### Set exercise 1:
In the essay on Barton Fink and mise-en-scène, from which book is the opening quotation taken?
### Set exercise 2:
Translate this sentence from the essay on Barton Fink into Spanish: "It is the physical setting of the movie, the very stuff of its visual being."
### Set exercise 3:
Continue the essay on Barton Fink and mise-en-scène, starting after its final sentence.

### Document passage:
(begin)
Guest Post: This essay is part of a series by David Carl

If I had created the City of my dream, the City that is not, never was and yet manifests itself with acuteness, smells and loud sounds, if I had created that City, I would not only have been moving in complete freedom and with an absolute sense of belonging but also, most importantly, I would have taken the audience into an alien but secretly familiar world.        

Ingmar Bergman, The Magic Lantern

Barton Fink presents us with an opportunity to reconsider that most magical aspect of the cinema, mise-en-scène. Mise-en-scène is nothing less than the visual world created by the filmmakers to tell us everything about the movie that is not conveyed by the dialogue, the story, the plot, the characters, and the acting. It is the physical setting of the movie, the very stuff of its visual being.

This is of central importance in any film, but in Barton Fink it is of particular interest because the world of the movie is such an unusual one. In most films mise-en-scène is created in the service of calling a particular world into existence. Often it is some version of the world we are already familiar with (either in our experience, our memory, or our imagination): for example, such and such a city in America in such and such a year. It may be a period piece: A suburb in the 1970’s, New York of the 1920’s, the Chicago of prohibition, the American West in the 1860’s, Europe during WWI, or Vietnam in 1969. Sometimes it is a fantasy world that has been created expressly for the movie: a science fiction landscape, perhaps on a spaceship or on another planet, or some fantasy version of our own world in the future. Mise-en-scène can be used to recreate the Wild West, the roaring 20’s, World War II, an alien invasion, the Zombie Apocalypse, the town we grew up in, an all-too-familiar office building, a typical American high-school, an apartment complex, a jungle, a desert, or an urban wasteland. Mise-en-scene creates a world, whether it is the lush, visually brilliant Britain of Kubrick’s Barry Lyndon or the rainy Los Angeles of Ridley Scott’s Bladerunner.
(end)
### Supplied information:
(begin)
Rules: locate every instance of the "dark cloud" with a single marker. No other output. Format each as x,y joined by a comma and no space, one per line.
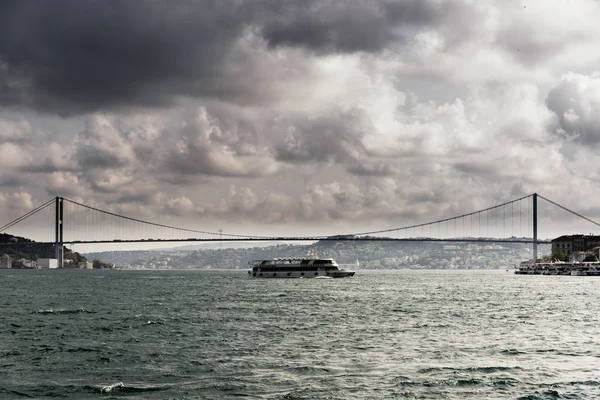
(end)
### Task answer 1:
Ingmar Bergman's The Magic Lantern.

### Task answer 2:
Es el escenario físico de la película, la materia misma de su ser visual.

### Task answer 3:
Mise-en-scène tells us where we are. But the Coen brothers don’t need mise-en-scène to tell us where we are as we enter the world of Barton Fink because they use a title to do it instead: “New York, 1941”, even though everything about the setting would have conveyed the same information. But they’re reserving mise-en-scène for something else; let’s call it establishing a mood. What is this mood? What is “mood” in the movies? What else but how a movie makes us feel. Which, in the case of Barton Fink, is a very special kind of creepy; Poe would have called it an example of “the uncanny.”

Lets review the first 10 minutes of Barton Fink: The movie begins with the credits appearing against a background of gold textured wallpaper (we see later that it is the wallpaper from Barton’s room at the Hotel Earle). Wallpaper is important in the movie. It’s a surface that hides another surface. The first cut takes us behind a surface, not of the wallpaper but of a stage. We’re behind the scenes, listening to the over-acted, over-written, overblown lines of a “common man” in Barton’s successful play:

“Dreamin’ again,” a woman says.

“Not anymore Lil. I’m awake now. Awake for the first time in years.”

The movie’s main themes are presented in the first few seconds: surfaces and what they conceal, actors and what they portray (or pretend to be), the tension between dreaming and being awake. The first shot, after the credits, is of something being lowered.  We are descending, from the very first image, going down, figuratively, accompanying our characters on their descent into Hell.

These first few seconds also illustrate Barton’s illusions about his work as an artist. (Movies and the theatre are about creating illusions (not always illusions of reality), and Barton’s illusions are largely “in his mind.”) On stage and out of sight wildly improbable lines are delivered (“I see the choir and I know they’re dressed in rags, but we’re part of that choir”) by a character meant to represent a “common man” (although the voice sounds strikingly like John Turturro’s) while backstage a “real” common man works the ropes and pulleys that allow the fantasy to unfold. On the very line “we’re part of that choir” we get our first shot of a human figure in the movie, bent over and working, completely uninterested in, unengaged with, and detached from the lines being delivered ostensibly to give him, the “common man,” a dramatic voice in the world.

Barton Fink (still), Joel Cohen and Ethan Coen, 1991

Barton Fink (still), Joel Coen and Ethan Coen, 1991

The shot of this man walking away behind Barton is of someone who couldn’t care less about the lies and fantasies of dramatic representation. A second stagehand sits nearby smoking a cigarette (beneath an eerily red-lit “NO SMOKING” sign) and reading a newspaper, equally uninterested in Barton’s paean to his fantasy version of “the common man.” This is all the visual evidence we need to see that the movie wants us to think of Barton’s play (and thus of Barton himself) as a pompous ruse (albeit a sincere one). A sincere ruse; that is: excellent raw material for Hollywood.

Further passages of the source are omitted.